━━ Passage shown
“The next step,” added Christine Wilson, “is to make sure that the information is in a format that it can be given to a patient or to a caregiver, so that they can make an informed decision with their physician.”
Chuang worried openly about the buzz-words of cost transparency. “In our purchasing patterns,” he said, “we don’t usually want to buy the cheapest, because we know there’s something you give up.”
“I think we would like to be physician-driven,” said Kevin Sparks, group executive for internal operations at Blue KC. For his organization, innovation means keeping the provider at the heart of the patient care. He conceded, though, that the industry is in something of a market shift, with the consumer now in the middle and the provider circling the periphery of the universe.
After Fee-for-Service
“What opportunity exists,” asked Rick Kahle provocatively, “for moving away from fee-for-service to something else?”
Stephen Salanski sees some movement away from this traditional fee arrangement, given the emergence of the patient-centered medical home concept and other innovative arrangements. Physicians who are doing more work by e-mail or by phone and proactively caring for patients when they transition from the hospital back to the office are performing services that defy traditional fee arrangements. If providers and payers begin to acknowledge and provide incentives for these kinds of practices, Salanski believes, higher-value care should follow.
“We’d like to see more insurance companies focus on shared savings models and care-coordination fees,” affirmed Lori Mallory, CEO of Kansas City Internal Medicine, “because we believe that if [all parties] are in the room together that we can, in fact, reduce the cost and improve the quality.” Added Mallory to general approval, “Obviously, I prefer a market orientation to government authority on this issue.”
Chris Hansen expressed provider frustration with the fact that each in-surer has a distinct reimbursement model. “We can’t have eight different care models reimbursement-wise or PCMH-wise,” said Hansen. “We’re just going to kill ourselves.”
“It’s not just the different insurance companies,” said Mark Laney. “Physicians don’t want to have two classes of patients. They don’t want to be in a fee-for-service mindset with Mrs. Smith and in value-based mindset for Mr. Jones.”
As Rick Kahle observed, there is talk now within the IRS that the affordability test would be based upon family coverage. This means that an individual could pay no more than 9.5 percent of his or her household income towards family coverage. If more, it would not be deemed qualified affordable family coverage, in which case the individual could go to a health-insurance exchange. Of course, this whole concept could be undone soon by the Supreme Court.
Wellness
“One of the things that we know is that employers don’t like increased regulation and complexity,” said Carolyn Watley, president of CBIZ Benefits and Insurance services. The role of CBIZ and other consultants, Watley explained, is not just to get the information out to clients, but to get it out correctly, so that clients can plan with at least some confidence. One area that has enthused CBIZ is the employer’s embrace of wellness as a way to improve worker health and productivity.
━━━━
━━ Supplied material
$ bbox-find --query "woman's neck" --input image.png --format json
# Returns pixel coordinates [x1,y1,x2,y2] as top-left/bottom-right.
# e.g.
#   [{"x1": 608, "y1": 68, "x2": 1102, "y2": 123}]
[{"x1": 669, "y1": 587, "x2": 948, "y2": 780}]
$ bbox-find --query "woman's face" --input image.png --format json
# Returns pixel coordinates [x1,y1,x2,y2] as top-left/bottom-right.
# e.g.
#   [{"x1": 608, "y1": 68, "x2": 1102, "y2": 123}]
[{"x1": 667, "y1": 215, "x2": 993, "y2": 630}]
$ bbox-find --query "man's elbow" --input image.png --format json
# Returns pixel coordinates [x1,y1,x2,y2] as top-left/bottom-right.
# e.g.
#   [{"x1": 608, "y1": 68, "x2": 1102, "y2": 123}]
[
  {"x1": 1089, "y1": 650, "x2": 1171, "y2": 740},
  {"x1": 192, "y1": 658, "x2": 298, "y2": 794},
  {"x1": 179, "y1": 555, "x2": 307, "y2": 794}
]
━━━━
Activity list:
- A) In the health-care discussion, why does Lori Mallory want insurance companies to focus on shared savings models and care-coordination fees? Answer in one to three sentences.
- B) Please reproduce the health-care discussion from "After Fee-for-Service" up to and including "care should follow.".
- C) According to the health-care discussion, what share of household income is the most an individual could pay toward family coverage under the affordability test being discussed within the IRS?
You won't need the items for any of this work.

Results of the tasks:
- A) Mallory believes that if all parties are in the room together, they can reduce the cost and improve the quality of care. She adds that she prefers a market orientation to government authority on this issue.

- B)
After Fee-for-Service
“What opportunity exists,” asked Rick Kahle provocatively, “for moving away from fee-for-service to something else?”
Stephen Salanski sees some movement away from this traditional fee arrangement, given the emergence of the patient-centered medical home concept and other innovative arrangements. Physicians who are doing more work by e-mail or by phone and proactively caring for patients when they transition from the hospital back to the office are performing services that defy traditional fee arrangements. If providers and payers begin to acknowledge and provide incentives for these kinds of practices, Salanski believes, higher-value care should follow.

- C) No more than 9.5 percent of household income.